> **The exercise**:
Reproduce each line exactly, including spacing and punctuation.
....
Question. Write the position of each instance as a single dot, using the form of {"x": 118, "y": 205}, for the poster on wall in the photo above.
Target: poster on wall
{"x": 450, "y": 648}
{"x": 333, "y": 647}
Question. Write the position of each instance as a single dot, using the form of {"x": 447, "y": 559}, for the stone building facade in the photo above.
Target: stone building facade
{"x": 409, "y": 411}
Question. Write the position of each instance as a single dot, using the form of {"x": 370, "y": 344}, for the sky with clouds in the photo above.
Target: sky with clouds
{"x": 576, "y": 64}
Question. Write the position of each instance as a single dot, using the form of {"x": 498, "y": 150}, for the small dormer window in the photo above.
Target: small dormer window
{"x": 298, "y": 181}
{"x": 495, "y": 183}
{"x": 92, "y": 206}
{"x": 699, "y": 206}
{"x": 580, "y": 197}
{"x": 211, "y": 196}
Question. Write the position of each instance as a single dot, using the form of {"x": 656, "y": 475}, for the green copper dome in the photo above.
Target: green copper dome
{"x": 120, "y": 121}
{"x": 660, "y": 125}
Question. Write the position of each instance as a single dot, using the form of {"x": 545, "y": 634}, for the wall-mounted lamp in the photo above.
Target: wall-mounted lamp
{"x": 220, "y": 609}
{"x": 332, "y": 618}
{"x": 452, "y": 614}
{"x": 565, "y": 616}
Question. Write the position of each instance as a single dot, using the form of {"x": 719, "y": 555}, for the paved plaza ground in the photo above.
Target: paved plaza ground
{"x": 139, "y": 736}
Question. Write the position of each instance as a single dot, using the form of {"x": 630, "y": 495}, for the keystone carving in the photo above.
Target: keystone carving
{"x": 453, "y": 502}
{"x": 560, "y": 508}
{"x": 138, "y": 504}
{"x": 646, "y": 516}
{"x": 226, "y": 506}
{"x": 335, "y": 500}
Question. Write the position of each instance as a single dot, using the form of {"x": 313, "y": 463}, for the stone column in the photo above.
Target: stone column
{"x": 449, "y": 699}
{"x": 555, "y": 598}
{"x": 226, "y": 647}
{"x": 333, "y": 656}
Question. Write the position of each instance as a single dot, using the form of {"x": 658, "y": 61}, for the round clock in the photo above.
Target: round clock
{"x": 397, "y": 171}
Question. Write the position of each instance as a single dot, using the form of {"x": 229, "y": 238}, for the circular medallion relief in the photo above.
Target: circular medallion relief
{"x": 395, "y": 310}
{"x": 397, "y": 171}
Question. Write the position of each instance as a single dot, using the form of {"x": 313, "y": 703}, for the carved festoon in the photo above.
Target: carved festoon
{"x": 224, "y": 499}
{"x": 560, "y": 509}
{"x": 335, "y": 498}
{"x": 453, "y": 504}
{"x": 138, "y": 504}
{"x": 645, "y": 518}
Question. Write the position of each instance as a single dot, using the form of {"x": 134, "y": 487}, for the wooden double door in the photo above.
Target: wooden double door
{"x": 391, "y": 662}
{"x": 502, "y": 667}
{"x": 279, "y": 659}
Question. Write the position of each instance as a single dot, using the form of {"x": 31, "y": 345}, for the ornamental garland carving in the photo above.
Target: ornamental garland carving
....
> **Answer below**:
Question. Write the position of each instance as a single dot, using the form of {"x": 118, "y": 205}, for the poster on wall in the photo above.
Target: poster on wall
{"x": 450, "y": 648}
{"x": 333, "y": 647}
Question. Write the position of each instance as a single dot, using the form of {"x": 447, "y": 559}, for the stone building facade in the photo above.
Target: stone building facade
{"x": 409, "y": 411}
Question. Write the position of each instance as a single dot, using the form of {"x": 370, "y": 344}, for the sky with clouds in the photo above.
Target: sky with clouds
{"x": 576, "y": 64}
Question. Write the position of each instance as a single dot, using the form of {"x": 498, "y": 150}, for the small dormer window in the photo above.
Target: small dormer window
{"x": 298, "y": 181}
{"x": 495, "y": 183}
{"x": 92, "y": 206}
{"x": 699, "y": 206}
{"x": 580, "y": 197}
{"x": 211, "y": 196}
Question. Write the position of each instance as a single dot, using the form of {"x": 656, "y": 475}, for the green copper dome in the photo above.
Target: green copper dome
{"x": 120, "y": 121}
{"x": 660, "y": 125}
Question. Write the position of each instance as a single dot, using the form of {"x": 545, "y": 634}, for the wall-mounted lamp in the photo above.
Target: wall-mounted lamp
{"x": 220, "y": 609}
{"x": 332, "y": 618}
{"x": 452, "y": 614}
{"x": 565, "y": 616}
Question. Write the position of each instance as a single dot, using the form of {"x": 719, "y": 555}, for the paved plaza ground in the photo above.
Target: paved plaza ground
{"x": 139, "y": 736}
Question. Write the position of each instance as a single dot, using the form of {"x": 630, "y": 495}, for the keystone carving in the photo above.
Target: keystone carving
{"x": 453, "y": 502}
{"x": 560, "y": 508}
{"x": 138, "y": 504}
{"x": 646, "y": 516}
{"x": 226, "y": 506}
{"x": 335, "y": 500}
Question. Write the position of each instance as a single dot, using the form of {"x": 313, "y": 463}, for the stone column in the photo above.
Target: stone column
{"x": 449, "y": 699}
{"x": 555, "y": 598}
{"x": 226, "y": 647}
{"x": 333, "y": 656}
Question. Write the position of each instance as a single dot, using the form of {"x": 658, "y": 61}, for the round clock in the photo above.
Target: round clock
{"x": 397, "y": 171}
Question. Write the position of each instance as a single dot, using the form of {"x": 229, "y": 238}, for the circular medallion relief in the photo above.
Target: circular medallion relief
{"x": 395, "y": 310}
{"x": 397, "y": 171}
Question. Write the position of each instance as a single dot, using the form of {"x": 313, "y": 703}, for the carved festoon in the photo above.
Target: carved festoon
{"x": 224, "y": 499}
{"x": 560, "y": 509}
{"x": 335, "y": 498}
{"x": 453, "y": 504}
{"x": 138, "y": 504}
{"x": 645, "y": 518}
Question. Write the position of each instance as a single dot, using the form of {"x": 134, "y": 487}, for the wooden double door in the photo above.
Target: wooden double door
{"x": 391, "y": 662}
{"x": 502, "y": 667}
{"x": 279, "y": 659}
Question. Write the position of each instance as a single dot, using the form of {"x": 31, "y": 345}, for the ornamental garland carving in the photo above.
Target: ornamental garland carving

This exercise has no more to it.